Les associations mécontentes

Le 4 octobre, Le TRT-5 publie un communiqué : "Ruptures de stocks de médicaments : les malades toujours seuls face à la pénurie". Le collectif interassociatif sur les traitements et la recherche thérapeutique dans le domaine du VIH/sida a la dent dure. Il parle d’un "déchainement d’intérêts corporatistes", qui débouche sur "un décret sans aucun impact sur les situations génératrices de ruptures d’approvisionnement dans les pharmacies de ville". Pour le TRT-5,  ce décret n’apporte rien de neuf. Il est, selon le collectif, un "simple rappel de la loi existante – qui a montré ses nombreuses lacunes" et témoigne "de l’impuissance des pouvoirs publics à agir pour protéger les malades, au plus grand bénéfice des industries du circuit du médicament (firmes pharmaceutiques, grossistes répartiteurs)". Pour le TRT-5, le principal problème du nouveau texte réglementaire est qu’il ne crée pas un statut particulier à une liste restreinte de médicaments à intérêt thérapeutique majeur (pour lesquels l’observance est importante), non substituables (antirétroviraux VIH, traitements contre les hépatites B et C, anticancéreux, cardiotoniques, immunosuppresseurs) pour limiter leur exportation hors du territoire national. La colère est d’autant plus forte que cette proposition est défendue de longue date et semblait, selon le Collectif, "largement partagée avec les autorités sanitaires".  Ce sont, en effet, notamment les exportations (faites par les grossistes-répartiteurs) hors de France, mais limitées à l’Union européenne, qui créent des tensions dans l’approvisionnement et de plus en plus souvent des ruptures sur certaines spécialités. Le dispositif défendu par le TRT-5 aurait permis, par exemple, de sécuriser des stocks de médicaments et d’encadrer plus sérieusement les exportations. Pas d’exportations à l’étranger pour des raisons purement financières et spéculatives si cela fragilise l’approvisionnement national. Bref, la santé publique avant les profits commerciaux.

____________

* _Objectif de la tâche_
Poursuivez le texte sur la pénurie de médicaments à partir de sa dernière phrase. Les données qui suivent n'interviennent en rien ici.

____________

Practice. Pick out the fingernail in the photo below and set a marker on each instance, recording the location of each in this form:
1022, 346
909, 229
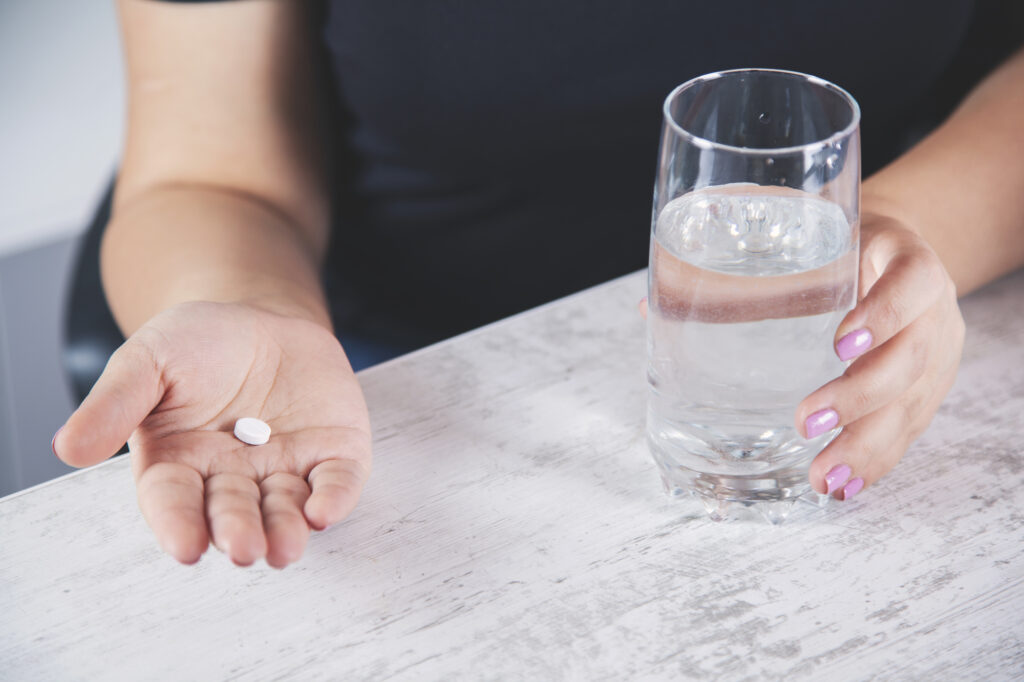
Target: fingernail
53, 442
853, 344
819, 422
837, 476
852, 487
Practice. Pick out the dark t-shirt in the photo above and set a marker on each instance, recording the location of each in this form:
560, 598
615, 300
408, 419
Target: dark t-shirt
496, 155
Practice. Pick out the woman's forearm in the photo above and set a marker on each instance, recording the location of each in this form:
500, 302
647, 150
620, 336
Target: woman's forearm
172, 244
963, 186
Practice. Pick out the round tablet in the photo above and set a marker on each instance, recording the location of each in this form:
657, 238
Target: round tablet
252, 431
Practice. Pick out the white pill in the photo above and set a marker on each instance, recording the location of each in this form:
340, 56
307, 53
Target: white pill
252, 431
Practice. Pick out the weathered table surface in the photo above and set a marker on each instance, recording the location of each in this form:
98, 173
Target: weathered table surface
515, 528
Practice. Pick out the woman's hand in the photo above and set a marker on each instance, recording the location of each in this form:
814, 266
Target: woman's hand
904, 337
174, 391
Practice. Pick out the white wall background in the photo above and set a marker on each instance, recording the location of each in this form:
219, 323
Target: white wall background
60, 122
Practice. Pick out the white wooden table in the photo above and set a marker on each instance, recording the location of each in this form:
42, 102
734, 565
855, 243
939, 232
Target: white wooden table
515, 528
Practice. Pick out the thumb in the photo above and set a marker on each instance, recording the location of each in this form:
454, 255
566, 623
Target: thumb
126, 392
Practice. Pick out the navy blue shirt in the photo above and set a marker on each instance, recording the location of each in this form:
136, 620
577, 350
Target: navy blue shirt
496, 155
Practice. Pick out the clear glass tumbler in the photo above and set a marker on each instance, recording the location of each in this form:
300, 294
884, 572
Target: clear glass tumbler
754, 262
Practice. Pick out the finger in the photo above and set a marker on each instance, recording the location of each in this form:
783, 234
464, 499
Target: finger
336, 487
170, 497
284, 522
875, 380
126, 392
911, 282
232, 510
868, 449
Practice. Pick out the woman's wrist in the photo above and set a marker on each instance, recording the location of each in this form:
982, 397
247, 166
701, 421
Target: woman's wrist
173, 247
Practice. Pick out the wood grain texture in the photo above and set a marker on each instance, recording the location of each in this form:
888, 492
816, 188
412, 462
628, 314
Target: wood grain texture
514, 528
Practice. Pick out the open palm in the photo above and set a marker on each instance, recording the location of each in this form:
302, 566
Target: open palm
174, 391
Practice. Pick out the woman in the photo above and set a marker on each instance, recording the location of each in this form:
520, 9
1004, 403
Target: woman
476, 159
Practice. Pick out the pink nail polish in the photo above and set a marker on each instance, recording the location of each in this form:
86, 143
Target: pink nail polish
838, 475
852, 487
819, 422
853, 344
53, 442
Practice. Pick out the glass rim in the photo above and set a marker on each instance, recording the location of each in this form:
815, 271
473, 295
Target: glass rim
706, 143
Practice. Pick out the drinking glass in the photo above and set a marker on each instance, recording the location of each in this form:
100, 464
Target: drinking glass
754, 262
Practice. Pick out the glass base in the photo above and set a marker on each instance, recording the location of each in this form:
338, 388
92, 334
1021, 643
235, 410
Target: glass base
767, 497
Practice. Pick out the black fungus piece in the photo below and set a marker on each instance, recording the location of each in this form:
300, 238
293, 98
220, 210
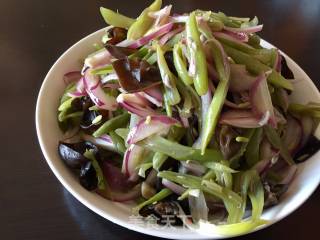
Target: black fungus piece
72, 153
87, 118
117, 35
136, 75
285, 70
165, 212
311, 147
81, 104
119, 52
88, 177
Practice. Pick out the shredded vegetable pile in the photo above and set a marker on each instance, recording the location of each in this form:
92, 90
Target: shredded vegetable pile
187, 115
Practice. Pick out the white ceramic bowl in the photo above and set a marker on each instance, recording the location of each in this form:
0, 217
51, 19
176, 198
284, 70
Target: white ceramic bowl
305, 182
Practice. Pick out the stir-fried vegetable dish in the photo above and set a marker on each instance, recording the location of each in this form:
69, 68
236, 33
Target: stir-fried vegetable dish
186, 115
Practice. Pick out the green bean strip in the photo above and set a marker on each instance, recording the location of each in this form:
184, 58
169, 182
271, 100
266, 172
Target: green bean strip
156, 198
252, 153
223, 70
178, 151
210, 187
143, 22
235, 159
256, 67
103, 70
276, 142
175, 134
180, 65
116, 19
197, 55
168, 78
112, 124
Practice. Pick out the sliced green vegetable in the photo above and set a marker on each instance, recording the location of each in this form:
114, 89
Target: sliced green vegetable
252, 152
212, 116
276, 142
256, 67
156, 198
122, 132
112, 124
235, 159
168, 79
178, 151
116, 19
143, 22
180, 64
197, 56
223, 70
175, 134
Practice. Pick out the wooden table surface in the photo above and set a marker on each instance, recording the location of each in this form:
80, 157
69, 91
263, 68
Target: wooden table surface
33, 34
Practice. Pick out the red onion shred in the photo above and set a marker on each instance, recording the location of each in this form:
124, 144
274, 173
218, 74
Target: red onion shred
98, 96
246, 30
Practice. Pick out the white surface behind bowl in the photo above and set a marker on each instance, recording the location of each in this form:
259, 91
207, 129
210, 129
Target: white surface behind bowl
305, 182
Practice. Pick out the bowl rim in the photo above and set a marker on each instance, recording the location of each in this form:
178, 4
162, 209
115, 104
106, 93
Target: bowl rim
114, 219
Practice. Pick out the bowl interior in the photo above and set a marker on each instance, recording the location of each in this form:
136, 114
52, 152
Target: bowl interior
305, 182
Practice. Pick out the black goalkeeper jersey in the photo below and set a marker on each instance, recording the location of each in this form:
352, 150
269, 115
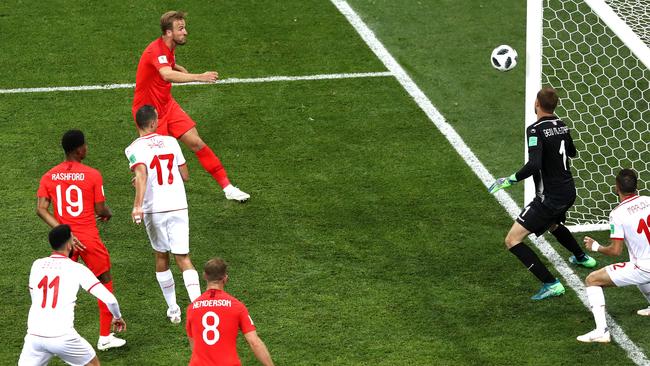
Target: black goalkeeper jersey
550, 148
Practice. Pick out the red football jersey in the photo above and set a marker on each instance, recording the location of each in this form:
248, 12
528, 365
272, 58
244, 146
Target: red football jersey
213, 322
74, 188
150, 87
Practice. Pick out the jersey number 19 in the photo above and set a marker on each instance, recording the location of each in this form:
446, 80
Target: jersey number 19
72, 207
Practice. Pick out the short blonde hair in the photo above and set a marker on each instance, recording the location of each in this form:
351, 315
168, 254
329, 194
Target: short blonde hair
167, 20
215, 269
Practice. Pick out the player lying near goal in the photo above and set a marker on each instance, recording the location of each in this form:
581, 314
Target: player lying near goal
630, 224
549, 148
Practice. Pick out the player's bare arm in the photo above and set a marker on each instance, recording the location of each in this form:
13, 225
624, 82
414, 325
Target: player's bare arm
102, 211
180, 68
259, 348
140, 183
173, 76
614, 249
185, 173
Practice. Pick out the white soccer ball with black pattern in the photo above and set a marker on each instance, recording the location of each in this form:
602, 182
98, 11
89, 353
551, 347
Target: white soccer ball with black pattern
504, 58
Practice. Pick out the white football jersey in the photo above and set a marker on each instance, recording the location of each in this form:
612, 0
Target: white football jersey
162, 156
53, 283
630, 221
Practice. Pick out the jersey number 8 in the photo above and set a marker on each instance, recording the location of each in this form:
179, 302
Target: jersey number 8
210, 331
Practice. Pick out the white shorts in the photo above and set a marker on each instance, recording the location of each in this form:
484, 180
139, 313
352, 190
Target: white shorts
169, 231
71, 348
627, 274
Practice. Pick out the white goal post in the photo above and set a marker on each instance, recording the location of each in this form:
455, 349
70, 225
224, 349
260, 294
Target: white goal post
596, 54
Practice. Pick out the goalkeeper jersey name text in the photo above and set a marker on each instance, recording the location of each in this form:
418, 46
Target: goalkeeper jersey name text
210, 303
552, 131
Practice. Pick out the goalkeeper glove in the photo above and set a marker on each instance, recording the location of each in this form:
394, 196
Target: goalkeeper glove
502, 183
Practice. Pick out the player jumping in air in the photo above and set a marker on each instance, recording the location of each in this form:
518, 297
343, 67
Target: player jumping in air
76, 193
160, 201
53, 284
630, 224
549, 148
157, 70
214, 321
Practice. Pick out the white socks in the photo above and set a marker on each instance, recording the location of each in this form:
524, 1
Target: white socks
166, 282
191, 279
645, 290
597, 302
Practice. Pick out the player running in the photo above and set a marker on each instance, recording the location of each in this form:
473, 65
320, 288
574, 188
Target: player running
630, 224
157, 70
214, 320
549, 148
160, 200
76, 193
53, 284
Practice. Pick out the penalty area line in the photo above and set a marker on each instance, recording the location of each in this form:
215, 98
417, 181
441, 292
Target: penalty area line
572, 280
267, 79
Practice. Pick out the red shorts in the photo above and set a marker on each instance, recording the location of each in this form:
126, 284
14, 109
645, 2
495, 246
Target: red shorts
95, 256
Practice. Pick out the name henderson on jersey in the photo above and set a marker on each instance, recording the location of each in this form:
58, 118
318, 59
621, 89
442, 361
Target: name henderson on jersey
207, 303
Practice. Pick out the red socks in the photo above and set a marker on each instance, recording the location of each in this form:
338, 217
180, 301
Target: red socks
105, 316
212, 165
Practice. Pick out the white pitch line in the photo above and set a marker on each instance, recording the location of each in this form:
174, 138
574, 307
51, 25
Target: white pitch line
633, 351
224, 81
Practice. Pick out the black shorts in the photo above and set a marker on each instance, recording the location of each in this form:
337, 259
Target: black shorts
538, 216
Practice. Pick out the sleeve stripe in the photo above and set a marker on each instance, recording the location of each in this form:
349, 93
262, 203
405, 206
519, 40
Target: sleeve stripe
136, 164
91, 287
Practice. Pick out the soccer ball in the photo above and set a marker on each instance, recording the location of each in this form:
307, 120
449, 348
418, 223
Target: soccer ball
504, 58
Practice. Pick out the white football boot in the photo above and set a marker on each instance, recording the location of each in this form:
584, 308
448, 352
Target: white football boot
235, 194
644, 312
174, 315
595, 336
110, 341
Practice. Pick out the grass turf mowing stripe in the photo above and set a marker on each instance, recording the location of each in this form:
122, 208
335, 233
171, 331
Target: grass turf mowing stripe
224, 81
633, 351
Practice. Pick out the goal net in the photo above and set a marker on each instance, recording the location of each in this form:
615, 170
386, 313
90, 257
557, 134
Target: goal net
596, 54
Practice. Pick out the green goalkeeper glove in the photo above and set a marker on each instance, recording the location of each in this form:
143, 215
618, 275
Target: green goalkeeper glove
502, 183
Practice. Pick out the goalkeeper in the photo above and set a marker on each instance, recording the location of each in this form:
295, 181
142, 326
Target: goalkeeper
549, 148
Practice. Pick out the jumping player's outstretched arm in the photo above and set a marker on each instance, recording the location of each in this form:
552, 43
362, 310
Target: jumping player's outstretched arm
180, 68
174, 76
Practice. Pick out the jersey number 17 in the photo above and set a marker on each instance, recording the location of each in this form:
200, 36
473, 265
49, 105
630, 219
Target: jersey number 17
155, 164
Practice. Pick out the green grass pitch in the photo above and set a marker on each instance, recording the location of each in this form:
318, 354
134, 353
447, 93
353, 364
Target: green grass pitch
367, 239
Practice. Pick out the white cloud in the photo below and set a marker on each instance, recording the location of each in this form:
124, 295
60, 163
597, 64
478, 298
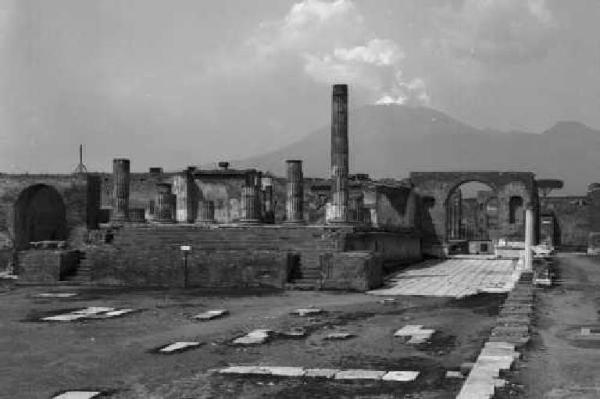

____________

* _Réponse_
La ministre interpellée
Le TRT-5 a interpellé la ministre de la Santé, Marisol Touraine et lui demande de s’engager publiquement à compléter et corriger rapidement le dispositif législatif pour répondre aux demandes des malades. Selon l’APM (Agence de presse médicale), la ministre s'est engagée, début octobre, à "sécuriser l'approvisionnement des médicaments indispensables", promettant "d'aller encore plus loin en passant par la loi" et de mettre en place un comité de surveillance ad hoc. La colère des associations rejoint le scepticisme des représentants de syndicats de pharmaciens. Interrogés par l'APM, ils se montrent prudents sur la capacité du décret à mettre fin aux ruptures constatées en officine. C’est le cas de Gilles Bonnefond, président de l'Union des syndicats de pharmaciens d'officine (Uspo), intervenu à de nombreuses reprises sur le sujet et dont le syndicat a créé, lui aussi, un observatoire des ruptures d'approvisionnement constatées par les professionnels. L’Etat doit être le garant que le cadre existant bénéficie d’abord aux malades avant l’intérêt financier.